• _ABOUT THIS TASK_:
Using the listing below, please print exactly the lines from the one with "Target — man's eye." through the one with "Target — black sock.". Leave out every picture.

• _STUDY MATERIAL_:
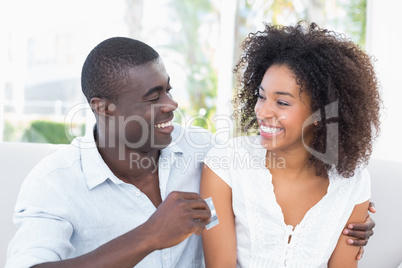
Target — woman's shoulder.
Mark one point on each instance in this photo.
(236, 145)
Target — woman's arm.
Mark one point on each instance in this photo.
(344, 255)
(219, 243)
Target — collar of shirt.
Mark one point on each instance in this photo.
(95, 169)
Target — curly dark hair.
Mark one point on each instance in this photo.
(106, 67)
(330, 68)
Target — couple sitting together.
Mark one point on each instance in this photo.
(294, 192)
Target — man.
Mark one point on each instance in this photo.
(128, 194)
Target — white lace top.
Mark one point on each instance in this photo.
(262, 235)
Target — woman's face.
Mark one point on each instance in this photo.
(281, 111)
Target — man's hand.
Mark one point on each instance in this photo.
(179, 216)
(361, 232)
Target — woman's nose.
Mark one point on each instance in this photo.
(265, 111)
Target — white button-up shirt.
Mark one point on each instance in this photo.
(71, 203)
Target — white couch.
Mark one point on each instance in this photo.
(384, 248)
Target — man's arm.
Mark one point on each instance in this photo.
(178, 217)
(360, 232)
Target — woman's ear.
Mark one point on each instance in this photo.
(102, 107)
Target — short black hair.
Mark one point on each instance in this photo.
(328, 67)
(105, 69)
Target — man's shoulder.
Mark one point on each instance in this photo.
(62, 159)
(192, 138)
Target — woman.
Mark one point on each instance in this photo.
(283, 197)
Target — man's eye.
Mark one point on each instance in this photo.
(282, 103)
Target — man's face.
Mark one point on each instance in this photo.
(144, 108)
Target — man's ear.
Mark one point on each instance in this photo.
(102, 107)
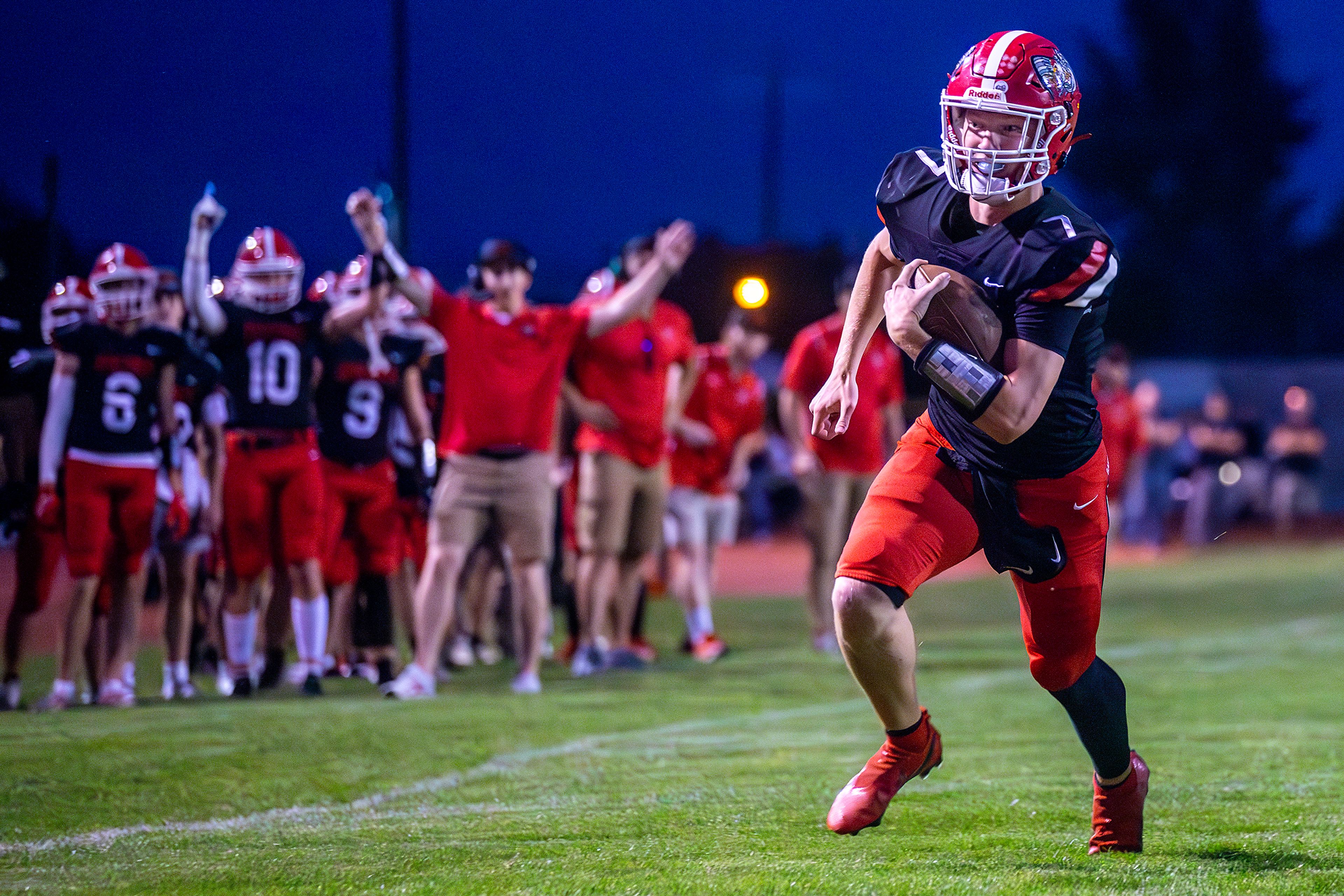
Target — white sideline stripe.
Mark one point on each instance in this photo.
(495, 766)
(1292, 629)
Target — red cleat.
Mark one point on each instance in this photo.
(1119, 812)
(866, 797)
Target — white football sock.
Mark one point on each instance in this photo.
(240, 640)
(311, 619)
(704, 621)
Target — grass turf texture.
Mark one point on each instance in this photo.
(693, 779)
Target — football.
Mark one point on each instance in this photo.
(960, 313)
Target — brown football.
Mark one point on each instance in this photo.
(960, 313)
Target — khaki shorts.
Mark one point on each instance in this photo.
(515, 495)
(698, 518)
(622, 506)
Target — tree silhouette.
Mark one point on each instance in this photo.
(1195, 131)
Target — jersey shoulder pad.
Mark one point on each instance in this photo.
(1077, 272)
(909, 172)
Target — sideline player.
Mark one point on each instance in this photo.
(40, 546)
(365, 375)
(112, 377)
(201, 411)
(717, 437)
(835, 476)
(267, 336)
(1006, 460)
(636, 373)
(506, 359)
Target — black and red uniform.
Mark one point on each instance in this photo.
(111, 456)
(273, 484)
(355, 400)
(1048, 272)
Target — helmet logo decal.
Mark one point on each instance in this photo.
(1056, 73)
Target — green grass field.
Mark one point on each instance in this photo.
(694, 779)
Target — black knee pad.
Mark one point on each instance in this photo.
(373, 622)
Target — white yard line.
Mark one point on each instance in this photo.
(593, 745)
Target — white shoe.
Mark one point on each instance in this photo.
(827, 644)
(527, 683)
(413, 684)
(460, 655)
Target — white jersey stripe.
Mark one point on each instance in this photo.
(998, 53)
(1099, 285)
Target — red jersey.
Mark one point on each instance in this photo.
(1121, 433)
(627, 370)
(881, 382)
(730, 405)
(503, 373)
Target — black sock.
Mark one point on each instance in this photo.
(906, 731)
(1096, 704)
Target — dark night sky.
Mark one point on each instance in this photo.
(569, 127)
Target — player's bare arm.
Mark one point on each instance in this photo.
(366, 214)
(195, 270)
(1030, 373)
(834, 405)
(671, 248)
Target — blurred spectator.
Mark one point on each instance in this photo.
(1121, 425)
(1214, 494)
(1296, 448)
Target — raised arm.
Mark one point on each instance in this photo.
(366, 214)
(834, 405)
(195, 269)
(671, 248)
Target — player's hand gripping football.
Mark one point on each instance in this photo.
(906, 305)
(366, 214)
(674, 245)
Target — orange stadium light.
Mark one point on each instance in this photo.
(752, 292)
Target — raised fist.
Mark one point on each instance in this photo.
(674, 244)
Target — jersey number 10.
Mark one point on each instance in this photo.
(273, 373)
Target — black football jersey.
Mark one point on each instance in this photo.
(118, 385)
(354, 403)
(268, 365)
(198, 378)
(1048, 272)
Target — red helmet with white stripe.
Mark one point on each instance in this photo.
(1011, 73)
(121, 284)
(268, 273)
(69, 301)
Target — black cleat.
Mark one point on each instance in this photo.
(273, 668)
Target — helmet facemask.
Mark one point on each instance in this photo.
(119, 299)
(995, 175)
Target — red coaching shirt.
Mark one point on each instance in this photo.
(1121, 433)
(730, 405)
(503, 371)
(627, 370)
(881, 383)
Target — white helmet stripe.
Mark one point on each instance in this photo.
(998, 53)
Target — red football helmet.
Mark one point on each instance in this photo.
(121, 284)
(68, 303)
(268, 275)
(1014, 73)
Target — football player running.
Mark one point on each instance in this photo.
(506, 359)
(1008, 456)
(112, 377)
(267, 336)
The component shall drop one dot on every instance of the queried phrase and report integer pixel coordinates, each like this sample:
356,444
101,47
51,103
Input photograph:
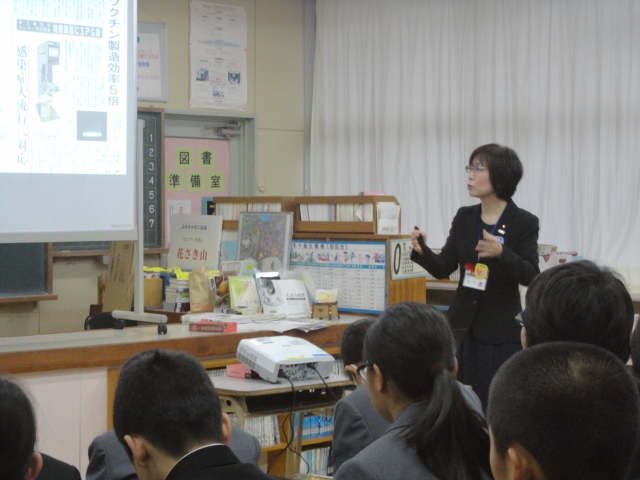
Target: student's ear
139,450
378,381
523,337
522,465
226,429
353,370
34,467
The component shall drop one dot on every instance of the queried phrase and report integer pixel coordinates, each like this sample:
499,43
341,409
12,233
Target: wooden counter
111,348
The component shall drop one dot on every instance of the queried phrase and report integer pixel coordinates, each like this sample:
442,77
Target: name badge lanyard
493,230
481,270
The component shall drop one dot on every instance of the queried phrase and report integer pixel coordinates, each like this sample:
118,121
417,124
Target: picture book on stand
266,239
195,241
287,298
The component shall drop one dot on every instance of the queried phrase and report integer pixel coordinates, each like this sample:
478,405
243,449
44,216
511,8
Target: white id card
471,281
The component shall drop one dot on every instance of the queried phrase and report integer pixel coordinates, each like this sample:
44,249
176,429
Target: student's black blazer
490,313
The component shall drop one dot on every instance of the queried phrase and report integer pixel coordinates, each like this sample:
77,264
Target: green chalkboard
24,269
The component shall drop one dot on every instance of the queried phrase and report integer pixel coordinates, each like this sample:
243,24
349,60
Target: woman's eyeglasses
478,167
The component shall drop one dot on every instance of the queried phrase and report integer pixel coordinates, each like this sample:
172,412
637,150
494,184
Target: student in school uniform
434,432
108,460
167,415
356,424
563,411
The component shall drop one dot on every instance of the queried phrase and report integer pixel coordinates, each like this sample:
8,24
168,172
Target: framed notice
356,269
151,62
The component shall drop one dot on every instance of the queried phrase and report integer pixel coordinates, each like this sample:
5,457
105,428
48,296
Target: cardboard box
118,291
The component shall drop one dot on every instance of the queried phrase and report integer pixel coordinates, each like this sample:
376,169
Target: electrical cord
289,417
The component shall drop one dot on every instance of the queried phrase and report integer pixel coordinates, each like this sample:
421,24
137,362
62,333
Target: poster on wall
195,170
218,48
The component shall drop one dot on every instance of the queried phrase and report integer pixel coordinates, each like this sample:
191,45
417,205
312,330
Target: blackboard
24,269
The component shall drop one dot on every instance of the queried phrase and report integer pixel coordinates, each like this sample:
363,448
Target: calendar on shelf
356,269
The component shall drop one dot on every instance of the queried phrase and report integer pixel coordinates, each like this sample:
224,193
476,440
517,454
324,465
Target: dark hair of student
635,350
505,168
17,431
168,398
412,345
579,302
353,340
572,406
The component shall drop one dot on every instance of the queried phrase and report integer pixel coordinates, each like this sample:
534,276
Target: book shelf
231,207
334,207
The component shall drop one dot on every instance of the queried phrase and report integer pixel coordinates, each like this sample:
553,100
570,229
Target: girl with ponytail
438,429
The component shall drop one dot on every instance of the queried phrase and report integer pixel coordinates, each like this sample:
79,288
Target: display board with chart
356,269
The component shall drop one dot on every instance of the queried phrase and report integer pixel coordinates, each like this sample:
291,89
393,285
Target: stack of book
176,296
317,212
232,211
265,429
317,459
315,426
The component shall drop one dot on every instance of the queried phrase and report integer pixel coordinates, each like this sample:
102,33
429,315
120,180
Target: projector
276,358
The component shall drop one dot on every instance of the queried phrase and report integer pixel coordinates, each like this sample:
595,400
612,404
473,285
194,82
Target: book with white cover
288,297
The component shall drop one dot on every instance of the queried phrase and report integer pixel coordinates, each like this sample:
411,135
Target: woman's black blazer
490,313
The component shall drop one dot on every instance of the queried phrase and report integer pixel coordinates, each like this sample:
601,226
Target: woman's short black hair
505,168
17,431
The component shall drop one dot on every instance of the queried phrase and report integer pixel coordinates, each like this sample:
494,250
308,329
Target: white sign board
401,264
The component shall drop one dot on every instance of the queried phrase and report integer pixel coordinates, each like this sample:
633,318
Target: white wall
75,403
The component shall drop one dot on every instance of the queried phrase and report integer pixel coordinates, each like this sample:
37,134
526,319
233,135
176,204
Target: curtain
404,90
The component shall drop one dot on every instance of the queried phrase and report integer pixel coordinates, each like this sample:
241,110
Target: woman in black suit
495,244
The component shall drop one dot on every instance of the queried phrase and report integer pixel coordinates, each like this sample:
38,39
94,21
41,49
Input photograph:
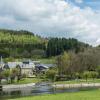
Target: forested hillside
25,44
20,44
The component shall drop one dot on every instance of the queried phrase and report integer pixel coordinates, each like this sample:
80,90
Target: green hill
20,44
25,44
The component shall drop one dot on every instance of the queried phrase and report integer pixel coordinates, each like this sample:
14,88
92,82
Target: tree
6,74
51,74
63,63
86,75
93,74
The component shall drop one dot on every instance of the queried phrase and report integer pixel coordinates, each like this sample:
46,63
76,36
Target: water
39,89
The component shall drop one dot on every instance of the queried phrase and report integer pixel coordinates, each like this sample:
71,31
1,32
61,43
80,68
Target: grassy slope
83,95
28,80
78,81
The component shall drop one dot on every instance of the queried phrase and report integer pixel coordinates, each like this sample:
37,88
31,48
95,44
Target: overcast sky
62,18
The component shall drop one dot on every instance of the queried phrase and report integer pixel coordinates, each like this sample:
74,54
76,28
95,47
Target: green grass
82,95
78,81
47,60
28,80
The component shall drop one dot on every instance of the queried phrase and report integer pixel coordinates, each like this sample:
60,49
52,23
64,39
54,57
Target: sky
78,19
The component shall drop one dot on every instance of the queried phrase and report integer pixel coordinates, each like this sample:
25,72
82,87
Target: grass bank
82,95
78,81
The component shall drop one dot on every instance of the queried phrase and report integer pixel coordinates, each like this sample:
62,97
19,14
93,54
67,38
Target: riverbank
17,87
76,85
81,95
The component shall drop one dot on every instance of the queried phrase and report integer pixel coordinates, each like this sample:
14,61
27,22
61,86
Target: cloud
79,1
51,18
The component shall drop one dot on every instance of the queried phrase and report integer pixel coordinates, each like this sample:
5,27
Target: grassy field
51,60
28,80
78,81
83,95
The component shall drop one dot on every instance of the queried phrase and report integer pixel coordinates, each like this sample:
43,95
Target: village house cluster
27,67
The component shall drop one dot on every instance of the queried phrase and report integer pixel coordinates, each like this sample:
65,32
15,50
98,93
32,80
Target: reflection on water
39,89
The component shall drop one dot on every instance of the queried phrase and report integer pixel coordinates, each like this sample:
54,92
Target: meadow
82,95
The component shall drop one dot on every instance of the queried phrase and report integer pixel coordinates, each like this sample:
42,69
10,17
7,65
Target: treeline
20,44
56,46
25,44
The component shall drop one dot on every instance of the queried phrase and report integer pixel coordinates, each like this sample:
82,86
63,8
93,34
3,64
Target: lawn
28,80
78,81
47,61
82,95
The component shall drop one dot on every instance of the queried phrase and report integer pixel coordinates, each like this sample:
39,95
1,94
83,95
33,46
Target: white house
27,67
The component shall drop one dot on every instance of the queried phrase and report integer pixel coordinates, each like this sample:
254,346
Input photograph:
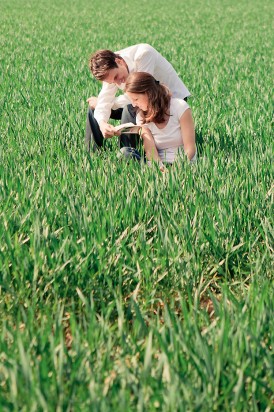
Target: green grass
122,288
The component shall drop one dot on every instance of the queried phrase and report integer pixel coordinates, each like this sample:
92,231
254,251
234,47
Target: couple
154,99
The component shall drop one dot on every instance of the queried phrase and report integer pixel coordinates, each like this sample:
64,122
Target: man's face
118,75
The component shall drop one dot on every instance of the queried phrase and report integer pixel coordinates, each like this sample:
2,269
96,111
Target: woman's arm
188,134
149,145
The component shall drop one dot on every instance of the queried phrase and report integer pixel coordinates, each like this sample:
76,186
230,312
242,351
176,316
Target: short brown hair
158,95
101,62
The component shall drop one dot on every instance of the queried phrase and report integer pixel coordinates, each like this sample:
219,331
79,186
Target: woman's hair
101,62
158,95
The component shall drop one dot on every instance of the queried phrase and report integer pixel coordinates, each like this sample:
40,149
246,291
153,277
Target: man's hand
107,130
92,101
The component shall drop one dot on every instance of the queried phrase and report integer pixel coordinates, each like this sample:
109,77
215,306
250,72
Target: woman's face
139,100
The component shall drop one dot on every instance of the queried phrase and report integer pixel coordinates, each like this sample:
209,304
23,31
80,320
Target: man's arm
103,107
146,59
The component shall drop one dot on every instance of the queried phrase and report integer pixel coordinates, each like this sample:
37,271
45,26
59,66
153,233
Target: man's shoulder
137,48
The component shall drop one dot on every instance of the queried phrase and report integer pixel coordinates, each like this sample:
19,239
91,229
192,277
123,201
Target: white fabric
139,58
168,140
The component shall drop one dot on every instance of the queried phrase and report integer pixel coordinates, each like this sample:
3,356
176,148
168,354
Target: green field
123,289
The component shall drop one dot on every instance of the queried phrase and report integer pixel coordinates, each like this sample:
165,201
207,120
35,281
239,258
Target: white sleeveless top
168,140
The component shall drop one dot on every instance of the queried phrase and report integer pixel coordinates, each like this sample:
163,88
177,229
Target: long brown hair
158,95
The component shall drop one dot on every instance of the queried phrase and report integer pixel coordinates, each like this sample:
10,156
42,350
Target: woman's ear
120,61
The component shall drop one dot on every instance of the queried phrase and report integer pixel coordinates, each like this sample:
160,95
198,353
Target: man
113,69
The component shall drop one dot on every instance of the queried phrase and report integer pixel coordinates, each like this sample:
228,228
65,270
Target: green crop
122,288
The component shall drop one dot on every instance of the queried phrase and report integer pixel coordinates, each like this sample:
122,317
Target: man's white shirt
139,58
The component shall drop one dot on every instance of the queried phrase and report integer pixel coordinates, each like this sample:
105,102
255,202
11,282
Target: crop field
122,288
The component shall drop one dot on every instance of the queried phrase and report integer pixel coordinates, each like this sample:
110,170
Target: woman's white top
168,140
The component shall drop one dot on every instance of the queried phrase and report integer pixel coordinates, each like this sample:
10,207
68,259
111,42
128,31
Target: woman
167,124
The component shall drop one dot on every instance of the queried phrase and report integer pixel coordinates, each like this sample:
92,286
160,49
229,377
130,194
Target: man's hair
158,95
101,62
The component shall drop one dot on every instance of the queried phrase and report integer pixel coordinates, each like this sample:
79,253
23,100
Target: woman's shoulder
178,105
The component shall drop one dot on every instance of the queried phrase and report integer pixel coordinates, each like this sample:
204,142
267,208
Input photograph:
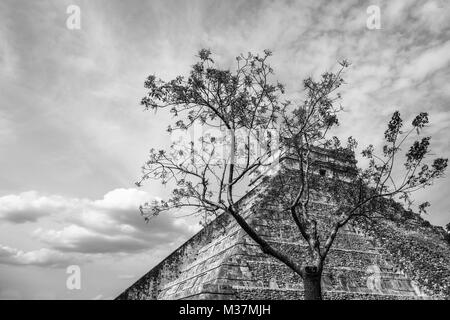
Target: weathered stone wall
390,260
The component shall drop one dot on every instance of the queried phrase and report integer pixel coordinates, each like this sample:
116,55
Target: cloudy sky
73,136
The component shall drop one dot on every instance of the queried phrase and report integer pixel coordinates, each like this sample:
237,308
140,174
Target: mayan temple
395,259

• _RESPONSE TO THE EXERCISE_:
Target — man's eye.
Mark one point on each instance in this photo.
(282, 103)
Target — man's face.
Mark one point on each instance in this photo.
(144, 108)
Target — man's ear.
Mark one point on each instance in this photo.
(102, 107)
Target — white sideline stripe.
Mark one point on each instance in this photo.
(495, 766)
(1292, 629)
Target — red cleat.
Mark one point on each instance in this photo.
(1119, 812)
(866, 797)
Target — white football sock.
Mark one point on each instance in this photo.
(240, 640)
(311, 619)
(704, 621)
Target — grass turf texture.
Mark one point on each instance in this photo.
(693, 779)
Target — football.
Mark one point on each instance in this photo.
(960, 313)
Target — brown football.
Mark one point on each instance in this photo.
(960, 313)
Target — khaki shorts.
Mark one point on each instance in this photo.
(515, 495)
(698, 518)
(622, 506)
Target — tree silhouette.
Mark one point on each instance in this photo.
(1195, 131)
Target — jersey shoulder pad.
Mark one point on each instance in this photo.
(1077, 272)
(909, 172)
Target — sideline player.
Mark one point on each instance in this photo.
(40, 546)
(365, 375)
(112, 377)
(201, 411)
(717, 437)
(835, 476)
(267, 336)
(1006, 460)
(636, 373)
(506, 359)
Target — black and red uniform.
Mark one point on each instance in this photo.
(111, 456)
(273, 484)
(355, 400)
(1048, 272)
Target — helmet logo decal.
Mark one point on each instance in this photo.
(1056, 73)
Target — green grass field.
Mark one point on each instance in this photo.
(694, 779)
Target — black knee pad.
Mark one point on each instance in this photo.
(373, 622)
Target — white yard line.
Mark one point on each instance in this photo.
(593, 745)
Target — white shoe.
Mark one point on each instance in this photo.
(827, 644)
(527, 683)
(413, 684)
(460, 655)
Target — white jersey stripe.
Mark one point on each instance in this photo.
(998, 53)
(1099, 285)
Target — red jersey.
Mark one point on each instance in this photo.
(1121, 433)
(627, 370)
(881, 382)
(730, 405)
(503, 373)
Target — black sock.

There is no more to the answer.